Short exercise
Convert the records from the line containing "TARGET = window frame" through their end into a numbered list, one line per entry, leaving out blank lines and everything before that starting line.

=======

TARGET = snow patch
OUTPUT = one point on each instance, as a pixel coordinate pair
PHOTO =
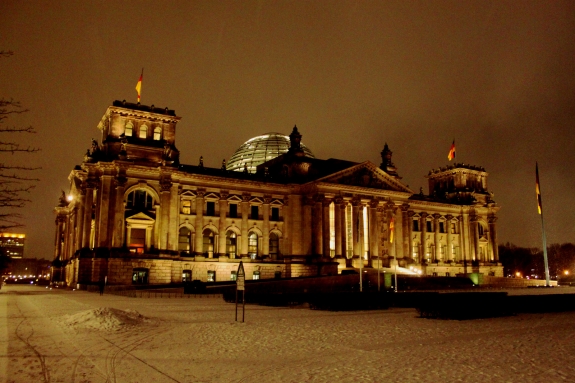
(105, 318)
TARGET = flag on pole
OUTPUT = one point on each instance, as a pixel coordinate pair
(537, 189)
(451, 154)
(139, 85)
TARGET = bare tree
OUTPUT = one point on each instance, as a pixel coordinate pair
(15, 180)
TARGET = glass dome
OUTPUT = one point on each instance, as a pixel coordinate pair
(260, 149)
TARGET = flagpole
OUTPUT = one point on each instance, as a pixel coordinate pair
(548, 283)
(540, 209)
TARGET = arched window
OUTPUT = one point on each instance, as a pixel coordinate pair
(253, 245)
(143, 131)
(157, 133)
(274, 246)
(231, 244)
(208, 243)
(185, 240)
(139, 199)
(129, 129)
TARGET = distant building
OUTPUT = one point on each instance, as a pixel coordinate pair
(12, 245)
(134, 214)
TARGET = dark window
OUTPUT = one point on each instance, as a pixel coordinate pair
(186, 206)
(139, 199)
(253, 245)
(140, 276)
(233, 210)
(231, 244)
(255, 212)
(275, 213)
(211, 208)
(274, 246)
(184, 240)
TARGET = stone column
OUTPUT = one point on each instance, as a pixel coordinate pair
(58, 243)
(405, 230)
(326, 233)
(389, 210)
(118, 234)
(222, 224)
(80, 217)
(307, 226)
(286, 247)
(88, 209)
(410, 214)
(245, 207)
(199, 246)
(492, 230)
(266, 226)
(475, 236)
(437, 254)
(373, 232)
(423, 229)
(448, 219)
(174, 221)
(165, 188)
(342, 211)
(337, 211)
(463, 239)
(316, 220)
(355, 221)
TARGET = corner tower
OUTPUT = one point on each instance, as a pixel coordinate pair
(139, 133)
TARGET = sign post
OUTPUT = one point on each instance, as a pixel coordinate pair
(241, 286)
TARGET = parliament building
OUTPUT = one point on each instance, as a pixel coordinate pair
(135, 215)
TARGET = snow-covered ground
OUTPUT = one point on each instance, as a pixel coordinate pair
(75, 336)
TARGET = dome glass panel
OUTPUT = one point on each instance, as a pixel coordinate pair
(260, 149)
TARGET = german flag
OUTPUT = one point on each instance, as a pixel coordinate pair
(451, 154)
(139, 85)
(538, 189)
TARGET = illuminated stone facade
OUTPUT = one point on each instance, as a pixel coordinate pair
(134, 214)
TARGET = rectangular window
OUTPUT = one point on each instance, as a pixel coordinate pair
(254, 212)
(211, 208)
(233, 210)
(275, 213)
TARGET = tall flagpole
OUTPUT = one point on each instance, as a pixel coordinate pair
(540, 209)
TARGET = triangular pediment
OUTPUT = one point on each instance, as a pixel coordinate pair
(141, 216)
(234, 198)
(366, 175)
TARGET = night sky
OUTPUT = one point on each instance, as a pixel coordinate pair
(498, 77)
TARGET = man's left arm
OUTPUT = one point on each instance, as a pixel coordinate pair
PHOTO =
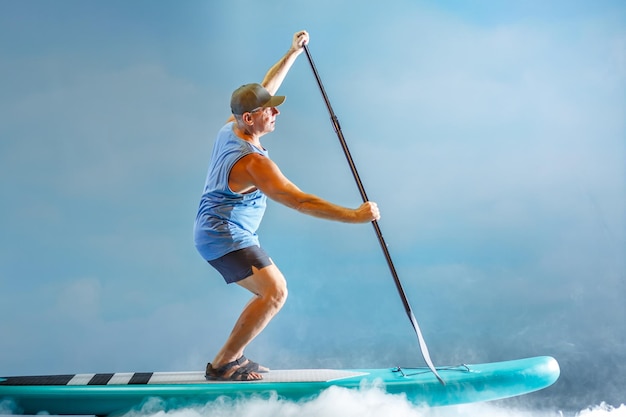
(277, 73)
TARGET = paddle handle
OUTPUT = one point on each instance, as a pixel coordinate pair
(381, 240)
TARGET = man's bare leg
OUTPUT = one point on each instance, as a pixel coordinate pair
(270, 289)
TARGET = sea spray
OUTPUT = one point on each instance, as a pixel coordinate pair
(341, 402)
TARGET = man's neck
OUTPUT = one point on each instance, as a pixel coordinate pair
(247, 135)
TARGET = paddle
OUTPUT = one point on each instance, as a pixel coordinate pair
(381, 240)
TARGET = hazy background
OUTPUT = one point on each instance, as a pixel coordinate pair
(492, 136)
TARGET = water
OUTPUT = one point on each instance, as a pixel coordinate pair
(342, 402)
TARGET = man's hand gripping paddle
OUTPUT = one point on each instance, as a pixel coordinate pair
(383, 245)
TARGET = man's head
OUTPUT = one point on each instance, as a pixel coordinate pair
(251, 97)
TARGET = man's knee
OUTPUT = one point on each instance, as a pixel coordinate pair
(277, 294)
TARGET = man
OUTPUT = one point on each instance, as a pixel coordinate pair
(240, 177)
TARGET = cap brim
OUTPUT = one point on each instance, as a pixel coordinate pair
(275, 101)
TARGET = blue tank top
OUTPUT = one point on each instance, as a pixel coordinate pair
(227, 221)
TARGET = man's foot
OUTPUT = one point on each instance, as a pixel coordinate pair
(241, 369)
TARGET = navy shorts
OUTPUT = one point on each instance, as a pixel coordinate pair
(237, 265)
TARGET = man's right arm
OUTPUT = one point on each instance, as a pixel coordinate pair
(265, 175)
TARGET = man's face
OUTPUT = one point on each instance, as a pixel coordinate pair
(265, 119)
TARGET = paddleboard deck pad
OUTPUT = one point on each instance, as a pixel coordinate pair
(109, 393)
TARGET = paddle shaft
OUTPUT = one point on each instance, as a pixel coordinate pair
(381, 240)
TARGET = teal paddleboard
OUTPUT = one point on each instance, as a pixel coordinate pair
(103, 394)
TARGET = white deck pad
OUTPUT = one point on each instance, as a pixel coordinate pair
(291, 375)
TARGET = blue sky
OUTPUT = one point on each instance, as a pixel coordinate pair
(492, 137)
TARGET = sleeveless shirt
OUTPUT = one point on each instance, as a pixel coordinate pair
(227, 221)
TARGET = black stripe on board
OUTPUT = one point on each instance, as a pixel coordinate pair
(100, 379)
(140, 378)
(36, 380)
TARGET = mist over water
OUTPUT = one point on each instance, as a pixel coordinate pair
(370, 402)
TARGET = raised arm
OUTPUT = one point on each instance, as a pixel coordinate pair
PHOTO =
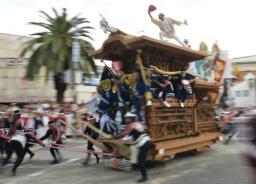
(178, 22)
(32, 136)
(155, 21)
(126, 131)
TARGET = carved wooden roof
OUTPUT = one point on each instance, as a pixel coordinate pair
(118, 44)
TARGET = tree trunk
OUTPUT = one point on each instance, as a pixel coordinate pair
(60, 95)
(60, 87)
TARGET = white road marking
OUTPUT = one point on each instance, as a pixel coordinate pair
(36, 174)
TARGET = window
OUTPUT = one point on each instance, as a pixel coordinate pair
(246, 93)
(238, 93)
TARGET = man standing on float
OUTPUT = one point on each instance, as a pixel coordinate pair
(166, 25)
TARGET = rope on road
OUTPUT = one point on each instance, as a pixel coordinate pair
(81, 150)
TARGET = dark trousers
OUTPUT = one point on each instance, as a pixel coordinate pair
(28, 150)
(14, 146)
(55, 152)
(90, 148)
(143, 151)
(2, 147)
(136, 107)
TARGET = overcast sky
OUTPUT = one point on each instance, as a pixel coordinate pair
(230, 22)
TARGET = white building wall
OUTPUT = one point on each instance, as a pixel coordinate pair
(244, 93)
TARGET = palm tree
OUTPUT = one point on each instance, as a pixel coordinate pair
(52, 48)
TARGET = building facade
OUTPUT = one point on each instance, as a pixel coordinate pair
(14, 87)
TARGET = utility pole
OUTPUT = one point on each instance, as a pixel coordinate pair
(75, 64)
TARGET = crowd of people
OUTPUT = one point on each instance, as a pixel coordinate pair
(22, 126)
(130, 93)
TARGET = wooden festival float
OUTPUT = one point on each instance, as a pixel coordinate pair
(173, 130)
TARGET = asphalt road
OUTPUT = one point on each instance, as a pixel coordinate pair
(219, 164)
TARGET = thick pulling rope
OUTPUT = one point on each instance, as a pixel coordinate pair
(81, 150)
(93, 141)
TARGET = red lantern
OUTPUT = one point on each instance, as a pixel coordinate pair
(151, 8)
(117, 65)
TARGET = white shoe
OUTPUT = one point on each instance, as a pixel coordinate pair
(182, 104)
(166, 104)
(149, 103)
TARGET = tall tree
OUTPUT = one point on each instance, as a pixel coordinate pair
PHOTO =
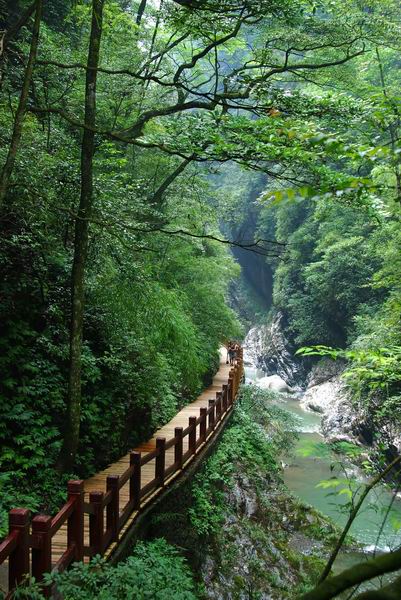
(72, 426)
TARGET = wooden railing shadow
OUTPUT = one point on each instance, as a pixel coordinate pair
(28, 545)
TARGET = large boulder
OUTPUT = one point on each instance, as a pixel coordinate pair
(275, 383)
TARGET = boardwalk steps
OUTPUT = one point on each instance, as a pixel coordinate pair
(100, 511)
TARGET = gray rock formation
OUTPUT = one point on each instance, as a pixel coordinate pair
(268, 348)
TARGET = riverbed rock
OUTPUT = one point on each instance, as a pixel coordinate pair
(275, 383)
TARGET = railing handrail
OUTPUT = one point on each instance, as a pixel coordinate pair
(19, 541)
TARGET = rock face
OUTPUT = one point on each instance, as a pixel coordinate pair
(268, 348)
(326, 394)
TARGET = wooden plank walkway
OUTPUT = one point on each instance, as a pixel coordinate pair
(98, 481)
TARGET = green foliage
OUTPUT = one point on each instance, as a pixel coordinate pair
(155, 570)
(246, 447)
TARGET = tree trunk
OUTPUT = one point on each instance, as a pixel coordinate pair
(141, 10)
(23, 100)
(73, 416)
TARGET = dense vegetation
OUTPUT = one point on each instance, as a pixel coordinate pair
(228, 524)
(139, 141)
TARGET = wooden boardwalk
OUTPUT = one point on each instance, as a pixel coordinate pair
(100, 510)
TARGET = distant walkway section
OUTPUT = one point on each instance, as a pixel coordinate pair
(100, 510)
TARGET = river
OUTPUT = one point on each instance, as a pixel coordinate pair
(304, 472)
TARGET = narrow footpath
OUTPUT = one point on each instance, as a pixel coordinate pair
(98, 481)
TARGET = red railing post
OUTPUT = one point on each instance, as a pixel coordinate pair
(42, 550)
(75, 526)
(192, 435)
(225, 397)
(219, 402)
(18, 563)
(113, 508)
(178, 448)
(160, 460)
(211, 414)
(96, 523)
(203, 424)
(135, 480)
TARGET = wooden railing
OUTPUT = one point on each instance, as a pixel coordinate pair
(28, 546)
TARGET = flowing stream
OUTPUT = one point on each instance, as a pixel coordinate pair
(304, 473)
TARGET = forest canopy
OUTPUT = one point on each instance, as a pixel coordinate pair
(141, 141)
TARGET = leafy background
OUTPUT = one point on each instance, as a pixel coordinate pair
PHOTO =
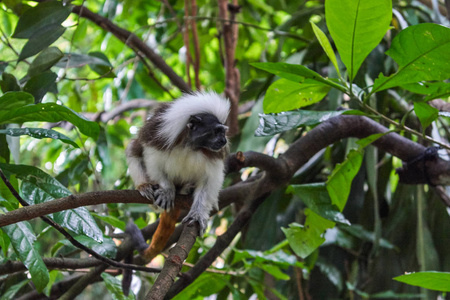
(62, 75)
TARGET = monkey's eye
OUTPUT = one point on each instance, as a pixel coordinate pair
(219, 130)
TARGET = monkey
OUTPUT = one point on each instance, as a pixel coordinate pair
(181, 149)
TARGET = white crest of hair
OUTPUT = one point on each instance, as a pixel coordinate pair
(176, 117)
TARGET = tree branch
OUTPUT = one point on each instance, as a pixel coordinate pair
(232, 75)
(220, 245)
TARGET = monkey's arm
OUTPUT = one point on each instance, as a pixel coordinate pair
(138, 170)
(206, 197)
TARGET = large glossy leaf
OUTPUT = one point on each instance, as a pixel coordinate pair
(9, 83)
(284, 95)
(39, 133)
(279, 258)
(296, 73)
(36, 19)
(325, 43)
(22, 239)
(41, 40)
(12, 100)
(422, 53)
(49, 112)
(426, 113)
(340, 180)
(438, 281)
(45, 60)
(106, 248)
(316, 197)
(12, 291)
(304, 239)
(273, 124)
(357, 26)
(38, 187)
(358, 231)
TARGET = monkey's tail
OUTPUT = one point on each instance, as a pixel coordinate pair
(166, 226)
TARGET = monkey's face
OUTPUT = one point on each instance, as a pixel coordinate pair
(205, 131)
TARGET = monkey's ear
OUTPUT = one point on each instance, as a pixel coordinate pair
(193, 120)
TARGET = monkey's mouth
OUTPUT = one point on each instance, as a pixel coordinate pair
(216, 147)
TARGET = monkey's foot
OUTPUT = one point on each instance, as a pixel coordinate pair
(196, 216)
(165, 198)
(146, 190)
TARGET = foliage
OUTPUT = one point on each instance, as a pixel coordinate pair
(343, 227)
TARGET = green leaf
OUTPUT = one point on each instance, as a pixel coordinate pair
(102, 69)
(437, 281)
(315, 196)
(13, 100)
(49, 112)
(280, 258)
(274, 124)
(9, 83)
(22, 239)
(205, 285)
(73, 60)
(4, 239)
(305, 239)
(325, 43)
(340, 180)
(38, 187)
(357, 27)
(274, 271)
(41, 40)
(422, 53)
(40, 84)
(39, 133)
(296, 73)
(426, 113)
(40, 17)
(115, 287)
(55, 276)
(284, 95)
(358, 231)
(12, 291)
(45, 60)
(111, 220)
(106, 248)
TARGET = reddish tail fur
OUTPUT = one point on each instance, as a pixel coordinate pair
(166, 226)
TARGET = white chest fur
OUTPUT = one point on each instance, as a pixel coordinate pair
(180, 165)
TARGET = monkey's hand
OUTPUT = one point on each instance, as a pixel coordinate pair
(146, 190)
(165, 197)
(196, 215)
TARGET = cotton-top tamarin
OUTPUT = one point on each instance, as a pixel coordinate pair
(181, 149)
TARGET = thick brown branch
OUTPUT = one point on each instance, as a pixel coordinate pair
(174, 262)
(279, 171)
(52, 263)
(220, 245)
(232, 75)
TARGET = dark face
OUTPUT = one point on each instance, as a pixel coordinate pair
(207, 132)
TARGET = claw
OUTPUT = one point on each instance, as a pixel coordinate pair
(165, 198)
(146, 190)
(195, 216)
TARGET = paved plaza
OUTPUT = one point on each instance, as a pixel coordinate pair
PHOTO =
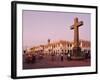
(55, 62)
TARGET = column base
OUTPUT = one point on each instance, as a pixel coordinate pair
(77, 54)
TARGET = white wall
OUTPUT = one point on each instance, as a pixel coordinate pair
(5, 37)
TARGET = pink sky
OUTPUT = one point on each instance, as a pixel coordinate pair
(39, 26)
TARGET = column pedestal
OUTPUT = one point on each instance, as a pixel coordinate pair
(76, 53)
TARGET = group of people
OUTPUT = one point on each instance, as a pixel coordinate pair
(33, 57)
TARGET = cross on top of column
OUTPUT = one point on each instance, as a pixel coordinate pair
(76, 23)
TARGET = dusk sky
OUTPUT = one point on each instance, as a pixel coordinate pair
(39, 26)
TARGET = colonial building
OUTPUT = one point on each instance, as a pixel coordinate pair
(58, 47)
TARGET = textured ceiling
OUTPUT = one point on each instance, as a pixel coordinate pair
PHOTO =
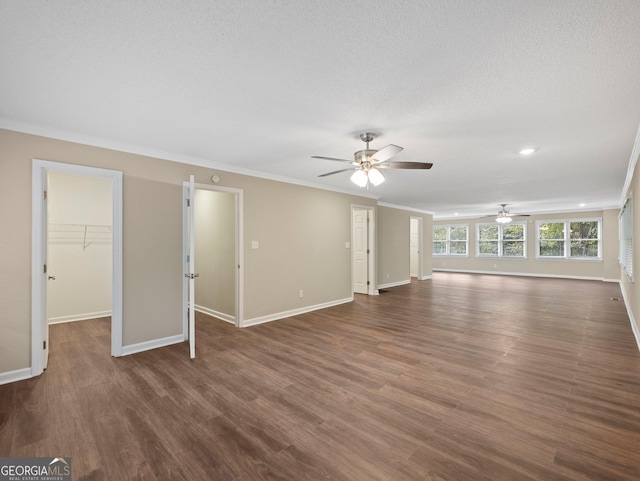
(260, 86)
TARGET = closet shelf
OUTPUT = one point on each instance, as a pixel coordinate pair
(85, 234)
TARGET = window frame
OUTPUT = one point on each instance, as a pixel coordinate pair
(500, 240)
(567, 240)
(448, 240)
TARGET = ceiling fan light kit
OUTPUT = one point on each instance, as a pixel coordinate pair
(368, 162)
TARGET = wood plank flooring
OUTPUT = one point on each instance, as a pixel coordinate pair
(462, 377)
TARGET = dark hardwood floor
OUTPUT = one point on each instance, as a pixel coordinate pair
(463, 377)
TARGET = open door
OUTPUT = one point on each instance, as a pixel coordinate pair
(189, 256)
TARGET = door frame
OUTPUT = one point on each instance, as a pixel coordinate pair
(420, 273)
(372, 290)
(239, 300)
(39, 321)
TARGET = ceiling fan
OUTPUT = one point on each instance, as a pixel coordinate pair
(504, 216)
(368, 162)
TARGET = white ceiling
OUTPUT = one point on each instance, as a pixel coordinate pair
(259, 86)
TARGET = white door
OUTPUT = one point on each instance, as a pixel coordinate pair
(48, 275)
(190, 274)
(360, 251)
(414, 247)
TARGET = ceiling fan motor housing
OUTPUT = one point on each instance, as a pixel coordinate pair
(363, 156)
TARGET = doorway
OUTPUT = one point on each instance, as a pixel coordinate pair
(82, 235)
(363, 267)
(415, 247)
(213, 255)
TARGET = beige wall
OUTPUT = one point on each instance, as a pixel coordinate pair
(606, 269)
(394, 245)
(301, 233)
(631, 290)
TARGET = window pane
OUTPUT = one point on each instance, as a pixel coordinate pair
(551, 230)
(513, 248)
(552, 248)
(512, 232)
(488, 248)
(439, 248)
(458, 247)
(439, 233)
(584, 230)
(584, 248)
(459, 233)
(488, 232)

=======

Exercise output
1. TARGET = window frame
2. OUTPUT = one point on each instance, as a pixel coordinate pair
3. (500, 240)
4. (567, 240)
5. (448, 240)
6. TARGET = ceiling fan light kit
7. OUTPUT = one point on each instance, as a pixel coordinate pair
8. (368, 162)
9. TARGET = wood plank flooring
10. OUTPUT = one point on each instance, as a pixel coordinate pair
11. (462, 377)
12. TARGET = dark hardwood floor
13. OUTPUT = one point on each instance, as a pixel coordinate pair
14. (463, 377)
15. TARGET = open door
16. OUTPUT = one point on each instance, as a pixel coordinate pair
17. (189, 256)
18. TARGET = door frame
19. OUTPUT = one point on each instance, as a pixel coordinate pair
20. (420, 273)
21. (372, 290)
22. (239, 300)
23. (39, 321)
24. TARGET = ceiling fan
25. OUTPUT = one point on each instance, as a pixel coordinate pair
26. (504, 216)
27. (368, 162)
28. TARGET = white ceiling
29. OUTPUT = one point on each instance, as a pixel coordinate pair
30. (259, 86)
31. TARGET = white door
32. OUTPUT = one point on each instance, as a pixel coordinate pair
33. (48, 275)
34. (190, 274)
35. (360, 251)
36. (414, 247)
37. TARGET = ceiling fan motor housing
38. OUTPUT = one point on each instance, as a pixel coordinate pair
39. (363, 156)
40. TARGET = doorway
41. OUTPUT = one point on each instance, as a pixel coordinate pair
42. (82, 235)
43. (363, 267)
44. (415, 247)
45. (213, 255)
46. TARGET = beige wall
47. OUTPUT = one point on each instance, as a pixel coordinate pair
48. (606, 269)
49. (394, 245)
50. (301, 233)
51. (631, 290)
52. TARGET = window pane
53. OUTPUT = one point on each instance, as a pixel coordinate pair
54. (551, 230)
55. (513, 248)
56. (552, 248)
57. (512, 232)
58. (488, 248)
59. (439, 248)
60. (458, 247)
61. (439, 233)
62. (584, 230)
63. (584, 248)
64. (459, 233)
65. (488, 232)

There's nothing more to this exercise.